=== Selected passage ===

┏━━

In step S32, the controller 210 controls the display 240 to switch the display from the imaging standby screen (FIG. 12A) to the vide shooting screen (FIG. 12B). The controller 210 records a video file indicating the live view image 45 sequentially received from the digital camera 100 after the operation of the recording button 46 in the memory 220 of the information support terminal 200 (S32). The video file includes audio data collected by the microphone 160 in synchronization with video shooting by the digital camera 100, for example.

The controller 210 determines the file name of the video file on the basis of the cut allocation data D1 and the number of takes that have been shot for the selected cut, for example. The controller 210 may provide the determined file name in the instruction to the digital camera 100. The controller 135 of the digital camera 100 starts shooting of a video in accordance with an instruction from the information support terminal 200 received via the communication module 155, for example.

┗━━

=== Records ===

┏━━

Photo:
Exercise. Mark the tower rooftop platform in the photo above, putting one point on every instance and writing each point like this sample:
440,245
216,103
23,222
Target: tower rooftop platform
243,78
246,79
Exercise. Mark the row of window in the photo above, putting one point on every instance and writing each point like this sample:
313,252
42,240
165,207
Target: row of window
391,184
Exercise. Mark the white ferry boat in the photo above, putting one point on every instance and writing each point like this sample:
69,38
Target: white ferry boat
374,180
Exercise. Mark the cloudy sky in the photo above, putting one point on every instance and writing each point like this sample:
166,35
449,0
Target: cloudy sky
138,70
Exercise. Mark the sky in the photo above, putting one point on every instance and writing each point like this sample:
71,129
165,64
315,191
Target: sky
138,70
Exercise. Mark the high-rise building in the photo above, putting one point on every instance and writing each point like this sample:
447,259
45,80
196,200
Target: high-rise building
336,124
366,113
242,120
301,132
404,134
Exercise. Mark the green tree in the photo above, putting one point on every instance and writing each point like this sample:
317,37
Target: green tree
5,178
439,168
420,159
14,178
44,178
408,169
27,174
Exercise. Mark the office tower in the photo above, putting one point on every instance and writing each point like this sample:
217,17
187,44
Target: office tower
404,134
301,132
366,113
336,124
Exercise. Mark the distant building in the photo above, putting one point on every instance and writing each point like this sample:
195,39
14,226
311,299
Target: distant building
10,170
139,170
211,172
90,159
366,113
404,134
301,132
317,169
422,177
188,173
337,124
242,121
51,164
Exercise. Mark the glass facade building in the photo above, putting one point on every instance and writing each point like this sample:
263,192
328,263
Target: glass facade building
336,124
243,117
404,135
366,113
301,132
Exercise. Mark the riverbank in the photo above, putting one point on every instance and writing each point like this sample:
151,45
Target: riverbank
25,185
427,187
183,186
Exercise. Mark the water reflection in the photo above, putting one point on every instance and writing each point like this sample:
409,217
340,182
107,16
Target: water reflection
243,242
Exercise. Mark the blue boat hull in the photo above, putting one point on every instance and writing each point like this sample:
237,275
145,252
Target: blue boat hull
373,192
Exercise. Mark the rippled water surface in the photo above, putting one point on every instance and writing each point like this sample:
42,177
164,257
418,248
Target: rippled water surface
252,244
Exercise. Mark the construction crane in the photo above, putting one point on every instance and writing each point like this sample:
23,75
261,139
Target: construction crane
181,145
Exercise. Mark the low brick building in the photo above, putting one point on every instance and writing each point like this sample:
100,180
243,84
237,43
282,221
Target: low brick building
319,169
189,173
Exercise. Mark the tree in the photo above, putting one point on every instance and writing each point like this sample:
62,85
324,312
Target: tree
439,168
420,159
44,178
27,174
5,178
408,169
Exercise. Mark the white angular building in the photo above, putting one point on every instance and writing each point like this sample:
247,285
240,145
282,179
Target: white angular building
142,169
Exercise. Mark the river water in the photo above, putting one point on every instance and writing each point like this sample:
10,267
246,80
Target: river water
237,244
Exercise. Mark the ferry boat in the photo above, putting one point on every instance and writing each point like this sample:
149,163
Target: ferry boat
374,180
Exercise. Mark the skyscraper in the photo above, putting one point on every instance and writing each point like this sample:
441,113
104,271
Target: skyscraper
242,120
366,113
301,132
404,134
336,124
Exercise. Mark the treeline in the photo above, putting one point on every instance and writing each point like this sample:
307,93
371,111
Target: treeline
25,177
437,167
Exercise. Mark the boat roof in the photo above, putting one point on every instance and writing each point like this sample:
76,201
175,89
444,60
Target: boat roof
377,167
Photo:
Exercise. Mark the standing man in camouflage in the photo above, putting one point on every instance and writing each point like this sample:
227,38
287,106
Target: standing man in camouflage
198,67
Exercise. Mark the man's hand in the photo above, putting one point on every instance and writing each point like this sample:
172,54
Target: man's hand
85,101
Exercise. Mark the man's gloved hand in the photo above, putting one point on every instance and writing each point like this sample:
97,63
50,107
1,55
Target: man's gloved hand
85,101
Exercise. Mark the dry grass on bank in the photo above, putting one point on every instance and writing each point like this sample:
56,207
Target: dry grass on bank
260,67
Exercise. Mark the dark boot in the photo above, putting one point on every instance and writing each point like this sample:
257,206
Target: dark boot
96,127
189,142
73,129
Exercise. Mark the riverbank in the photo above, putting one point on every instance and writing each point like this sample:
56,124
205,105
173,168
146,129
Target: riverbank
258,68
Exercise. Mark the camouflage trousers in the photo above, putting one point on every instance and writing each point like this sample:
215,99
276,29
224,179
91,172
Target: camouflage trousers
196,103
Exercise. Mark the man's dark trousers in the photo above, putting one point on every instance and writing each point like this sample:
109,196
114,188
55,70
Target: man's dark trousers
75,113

┗━━

=== Challenges ===
1/ In the passage on video shooting, begin at the words "In step S32, the" and stop after "100, for example.", rewriting that span with "preview image 45" substituted for "live view image 45".
2/ According to the passage on video shooting, what collects the audio data included in the video file?
3/ List every named component in the passage on video shooting that carries a reference numeral from 100 to 199.

=== Per-task answers ===
1/
In step S32, the controller 210 controls the display 240 to switch the display from the imaging standby screen (FIG. 12A) to the vide shooting screen (FIG. 12B). The controller 210 records a video file indicating the preview image 45 sequentially received from the digital camera 100 after the operation of the recording button 46 in the memory 220 of the information support terminal 200 (S32). The video file includes audio data collected by the microphone 160 in synchronization with video shooting by the digital camera 100, for example.

2/ The microphone 160 collects it.

3/ digital camera 100, microphone 160, controller 135, communication module 155